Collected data

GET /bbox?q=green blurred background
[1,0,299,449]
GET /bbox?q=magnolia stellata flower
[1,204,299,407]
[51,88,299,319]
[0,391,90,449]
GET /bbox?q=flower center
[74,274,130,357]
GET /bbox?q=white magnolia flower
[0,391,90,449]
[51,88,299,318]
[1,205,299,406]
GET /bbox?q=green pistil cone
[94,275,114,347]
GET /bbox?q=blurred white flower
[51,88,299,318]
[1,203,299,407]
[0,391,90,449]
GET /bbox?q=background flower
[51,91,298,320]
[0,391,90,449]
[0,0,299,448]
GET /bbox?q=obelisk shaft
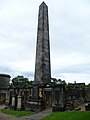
[34,2,51,84]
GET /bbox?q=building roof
[0,74,11,78]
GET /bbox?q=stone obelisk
[34,2,51,84]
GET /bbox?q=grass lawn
[42,111,90,120]
[0,109,34,117]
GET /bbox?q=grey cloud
[0,65,33,80]
[20,71,34,80]
[0,65,15,78]
[53,63,90,75]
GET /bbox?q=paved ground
[0,105,52,120]
[22,109,52,120]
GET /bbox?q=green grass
[0,109,34,117]
[42,111,90,120]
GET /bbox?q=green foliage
[51,78,58,84]
[87,83,90,88]
[0,109,34,117]
[51,78,67,85]
[42,111,90,120]
[11,75,32,88]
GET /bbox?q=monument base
[25,99,45,112]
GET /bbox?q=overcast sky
[0,0,90,84]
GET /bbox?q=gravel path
[22,109,52,120]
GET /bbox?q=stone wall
[85,87,90,102]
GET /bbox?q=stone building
[0,74,10,104]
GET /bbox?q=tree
[57,79,62,84]
[51,78,58,85]
[51,77,67,85]
[61,80,67,85]
[86,83,90,88]
[11,75,31,88]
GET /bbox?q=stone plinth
[25,99,45,112]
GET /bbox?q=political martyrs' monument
[25,1,65,111]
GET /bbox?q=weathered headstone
[17,95,22,110]
[11,96,15,109]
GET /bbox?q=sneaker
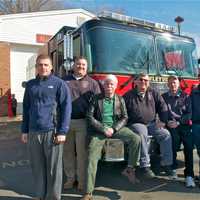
[170,169,178,180]
[63,178,75,189]
[81,193,93,200]
[141,167,155,179]
[162,165,173,176]
[195,175,200,181]
[121,167,139,184]
[185,176,196,188]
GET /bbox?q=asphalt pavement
[0,117,200,200]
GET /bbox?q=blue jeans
[129,122,173,168]
[192,124,200,174]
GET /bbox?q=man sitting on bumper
[81,74,141,200]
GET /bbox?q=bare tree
[96,6,125,15]
[0,0,65,14]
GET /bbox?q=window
[58,42,64,68]
[85,27,156,75]
[51,51,57,74]
[73,36,81,59]
[156,35,198,77]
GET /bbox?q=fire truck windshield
[85,26,198,78]
[156,35,198,78]
[85,27,156,75]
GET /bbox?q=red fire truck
[48,11,199,161]
[48,11,199,95]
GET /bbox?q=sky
[65,0,200,55]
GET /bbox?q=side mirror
[63,31,73,71]
[21,81,27,88]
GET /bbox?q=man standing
[124,72,173,178]
[163,75,195,187]
[21,54,71,200]
[191,73,200,185]
[63,56,100,191]
[81,74,141,200]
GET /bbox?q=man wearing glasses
[124,72,173,179]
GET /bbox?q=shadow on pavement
[62,189,121,200]
[62,197,80,200]
[0,198,32,200]
[0,120,21,140]
[95,162,200,194]
[93,190,121,200]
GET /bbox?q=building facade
[0,9,95,116]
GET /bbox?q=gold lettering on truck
[149,76,168,82]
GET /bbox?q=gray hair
[168,75,179,82]
[135,72,149,80]
[104,74,118,84]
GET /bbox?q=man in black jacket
[191,73,200,184]
[81,74,141,200]
[163,75,195,187]
[124,73,173,178]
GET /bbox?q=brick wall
[0,42,11,116]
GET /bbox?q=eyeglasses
[139,78,149,82]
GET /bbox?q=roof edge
[0,8,95,20]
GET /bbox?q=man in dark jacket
[21,54,71,200]
[191,73,200,184]
[163,75,195,187]
[63,57,100,191]
[124,72,173,178]
[81,74,141,200]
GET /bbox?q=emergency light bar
[98,11,176,33]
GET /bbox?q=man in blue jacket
[163,75,195,187]
[21,54,71,200]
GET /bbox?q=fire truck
[48,11,199,162]
[48,11,199,95]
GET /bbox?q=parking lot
[0,117,200,200]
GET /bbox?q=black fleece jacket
[123,88,168,125]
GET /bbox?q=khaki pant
[63,119,87,186]
[85,127,141,193]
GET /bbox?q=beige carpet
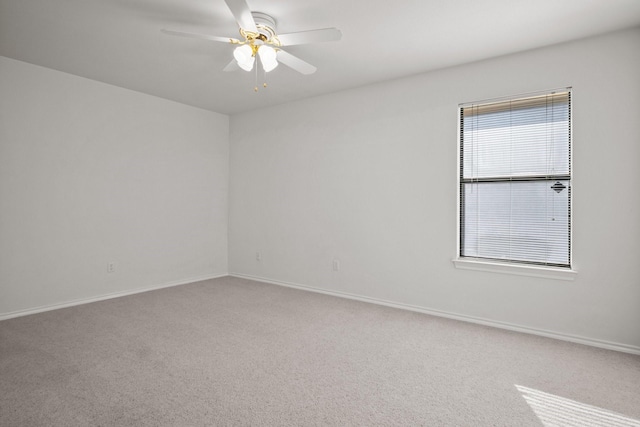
[1,276,639,426]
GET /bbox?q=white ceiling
[2,0,640,115]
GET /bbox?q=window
[458,89,572,268]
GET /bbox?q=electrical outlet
[256,252,261,261]
[107,262,116,273]
[332,259,340,271]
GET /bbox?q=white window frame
[453,89,576,281]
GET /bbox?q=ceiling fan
[162,0,341,87]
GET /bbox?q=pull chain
[254,59,258,92]
[252,51,268,92]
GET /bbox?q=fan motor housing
[252,12,277,41]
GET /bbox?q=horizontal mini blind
[460,90,571,267]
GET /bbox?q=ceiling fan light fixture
[162,0,342,83]
[233,44,255,71]
[258,45,278,72]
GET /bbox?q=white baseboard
[230,272,640,356]
[0,273,228,321]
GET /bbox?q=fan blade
[224,0,257,32]
[277,28,342,46]
[277,49,317,75]
[161,29,239,44]
[223,60,239,72]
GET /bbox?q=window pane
[462,99,569,178]
[462,180,569,266]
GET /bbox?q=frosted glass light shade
[233,45,255,71]
[258,45,278,72]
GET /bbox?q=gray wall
[0,57,229,315]
[229,28,640,351]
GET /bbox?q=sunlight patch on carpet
[516,385,640,427]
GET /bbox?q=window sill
[452,258,577,281]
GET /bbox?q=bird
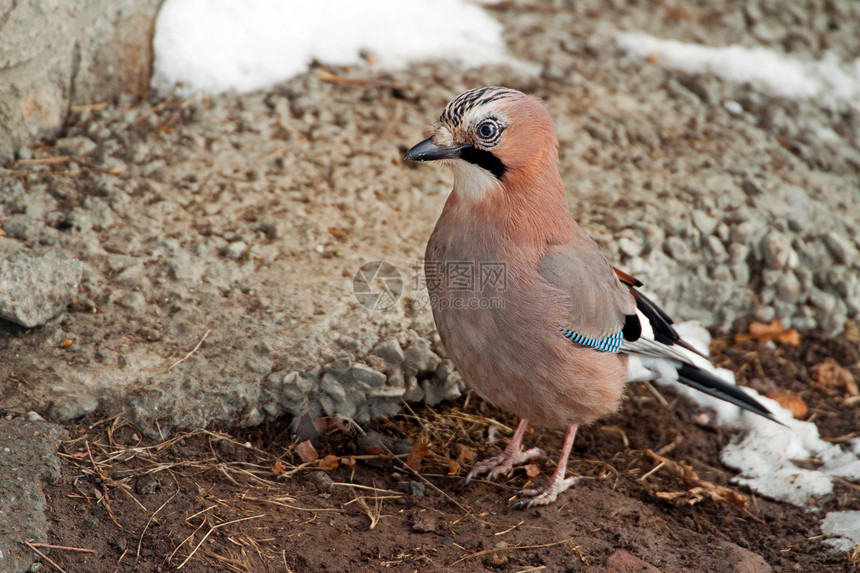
[404,86,778,508]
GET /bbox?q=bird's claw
[510,476,584,509]
[465,447,546,485]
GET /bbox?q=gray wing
[537,227,636,343]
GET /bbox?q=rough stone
[372,338,405,369]
[0,253,82,327]
[762,232,796,270]
[0,0,162,164]
[0,418,68,573]
[824,231,856,265]
[402,337,441,376]
[605,550,661,573]
[350,363,386,388]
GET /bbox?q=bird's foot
[511,475,584,509]
[465,447,545,485]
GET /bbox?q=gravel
[1,0,859,437]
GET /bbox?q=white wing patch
[621,308,711,369]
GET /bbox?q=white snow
[821,511,860,552]
[616,32,860,110]
[152,0,516,95]
[655,322,860,507]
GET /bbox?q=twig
[638,460,666,481]
[452,536,578,565]
[15,155,71,166]
[643,380,670,408]
[137,489,179,557]
[314,70,401,90]
[176,514,265,569]
[167,329,211,371]
[23,540,69,573]
[27,542,96,554]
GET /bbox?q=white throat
[447,159,501,202]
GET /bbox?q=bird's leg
[512,423,582,509]
[465,418,545,484]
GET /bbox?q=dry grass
[49,388,815,571]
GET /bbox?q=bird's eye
[477,120,499,141]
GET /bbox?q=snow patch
[821,511,860,552]
[153,0,517,95]
[653,322,860,507]
[616,32,860,110]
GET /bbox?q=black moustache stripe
[459,146,507,179]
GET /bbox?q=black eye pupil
[479,122,496,139]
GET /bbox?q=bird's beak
[404,137,466,162]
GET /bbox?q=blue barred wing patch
[560,328,623,353]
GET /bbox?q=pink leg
[512,424,582,509]
[465,418,545,484]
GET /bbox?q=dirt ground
[41,327,859,572]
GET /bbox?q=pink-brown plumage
[406,86,776,507]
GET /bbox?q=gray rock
[824,231,856,265]
[47,393,99,421]
[245,356,273,375]
[368,385,406,399]
[320,372,346,404]
[692,211,719,236]
[403,337,441,375]
[265,372,313,407]
[423,372,466,407]
[0,253,82,327]
[762,231,797,269]
[54,135,97,156]
[372,338,405,368]
[730,221,760,245]
[0,0,161,163]
[0,418,67,573]
[407,481,426,497]
[704,235,728,262]
[225,240,247,259]
[115,291,146,312]
[776,271,802,302]
[350,363,386,388]
[403,375,424,403]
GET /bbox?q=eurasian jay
[405,86,777,508]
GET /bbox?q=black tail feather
[676,363,784,425]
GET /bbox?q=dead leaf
[734,318,801,346]
[410,442,429,460]
[295,440,319,463]
[812,358,859,396]
[318,454,339,470]
[406,456,422,472]
[844,321,860,344]
[766,390,808,419]
[272,460,287,475]
[457,444,475,465]
[447,458,460,475]
[524,464,541,478]
[644,449,747,509]
[328,227,348,240]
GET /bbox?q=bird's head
[405,86,559,202]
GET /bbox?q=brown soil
[43,328,859,572]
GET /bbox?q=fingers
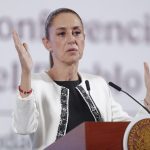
[12,30,29,55]
[144,62,149,75]
[23,42,31,57]
[144,62,150,91]
[23,43,28,51]
[12,30,22,49]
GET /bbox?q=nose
[67,33,75,44]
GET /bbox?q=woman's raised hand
[144,62,150,110]
[12,30,33,74]
[12,30,32,97]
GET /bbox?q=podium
[45,122,129,150]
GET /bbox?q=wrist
[18,85,32,95]
[21,71,31,80]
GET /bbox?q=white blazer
[12,72,131,150]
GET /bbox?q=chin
[64,54,83,65]
[65,59,80,65]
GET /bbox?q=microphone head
[85,80,90,91]
[108,82,122,91]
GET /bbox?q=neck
[48,63,79,81]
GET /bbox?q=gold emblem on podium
[127,118,150,150]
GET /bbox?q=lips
[67,48,78,52]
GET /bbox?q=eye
[73,31,81,36]
[57,32,66,36]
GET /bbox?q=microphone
[85,80,90,91]
[85,80,92,100]
[108,82,150,114]
[85,80,103,120]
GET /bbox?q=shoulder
[31,71,53,85]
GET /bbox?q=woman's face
[48,12,85,66]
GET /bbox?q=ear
[42,37,52,52]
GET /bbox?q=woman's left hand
[144,62,150,110]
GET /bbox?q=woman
[12,8,150,150]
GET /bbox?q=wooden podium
[45,122,129,150]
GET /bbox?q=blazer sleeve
[12,91,39,134]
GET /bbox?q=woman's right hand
[12,30,33,97]
[12,30,33,74]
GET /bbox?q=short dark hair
[45,8,84,68]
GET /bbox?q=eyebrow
[56,26,82,31]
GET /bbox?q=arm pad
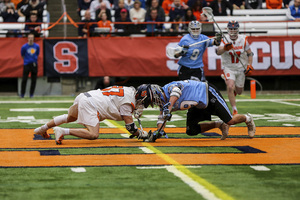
[125,122,138,134]
[170,86,182,98]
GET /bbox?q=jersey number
[102,86,124,97]
[190,49,200,60]
[229,51,241,63]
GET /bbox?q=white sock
[53,114,68,126]
[232,106,237,111]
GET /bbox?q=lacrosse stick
[129,118,144,139]
[166,37,216,58]
[202,7,247,70]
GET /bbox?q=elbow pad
[170,86,182,98]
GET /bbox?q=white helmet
[227,20,239,40]
[188,21,201,39]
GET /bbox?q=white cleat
[218,121,230,140]
[53,127,64,145]
[34,127,50,139]
[246,113,256,138]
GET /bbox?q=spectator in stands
[230,0,245,9]
[94,76,115,90]
[210,0,233,16]
[182,7,196,30]
[191,0,205,21]
[23,0,44,21]
[77,0,92,17]
[266,0,283,9]
[89,0,111,20]
[16,0,28,18]
[145,0,165,22]
[129,0,146,22]
[11,0,21,9]
[78,10,97,37]
[146,0,164,8]
[114,0,129,21]
[0,0,15,14]
[97,11,112,36]
[124,0,134,11]
[95,1,112,21]
[20,32,40,98]
[115,8,132,34]
[24,13,41,37]
[286,0,300,21]
[1,3,19,21]
[169,0,186,22]
[245,0,262,9]
[162,0,173,16]
[144,7,164,33]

**Task description:** Reproduce nothing but the lines running from the line with "GET /bbox?q=arm pad" through the end of the records, keeping both end lines and dropping the pictures.

**Output of the exercise:**
GET /bbox?q=arm pad
[125,122,138,134]
[170,86,182,98]
GET /bbox?q=jersey number
[102,86,124,97]
[190,49,200,60]
[229,51,241,63]
GET /bbox?q=white sock
[53,114,68,126]
[232,106,237,111]
GET /bbox?q=lacrosse stick
[129,118,144,139]
[166,37,216,58]
[202,7,247,70]
GET /bbox?q=elbow pad
[170,86,182,98]
GET /bbox?q=white helmet
[227,20,239,40]
[188,21,201,39]
GET /bbox?q=white cleat
[218,121,230,140]
[53,127,64,145]
[34,127,50,139]
[246,113,256,138]
GET /bbox?q=spectator in stands
[230,0,245,9]
[94,76,115,90]
[210,0,233,16]
[182,7,196,30]
[191,0,205,21]
[23,0,44,21]
[77,0,92,17]
[266,0,283,9]
[89,0,111,20]
[16,0,28,18]
[145,0,165,22]
[129,0,146,22]
[11,0,21,9]
[78,10,97,37]
[146,0,164,8]
[114,0,129,21]
[0,0,15,14]
[97,11,112,36]
[124,0,134,11]
[95,1,112,21]
[20,32,40,98]
[115,8,132,34]
[24,13,41,37]
[286,0,300,21]
[1,3,19,21]
[169,0,186,22]
[245,0,262,9]
[162,0,173,16]
[144,7,164,33]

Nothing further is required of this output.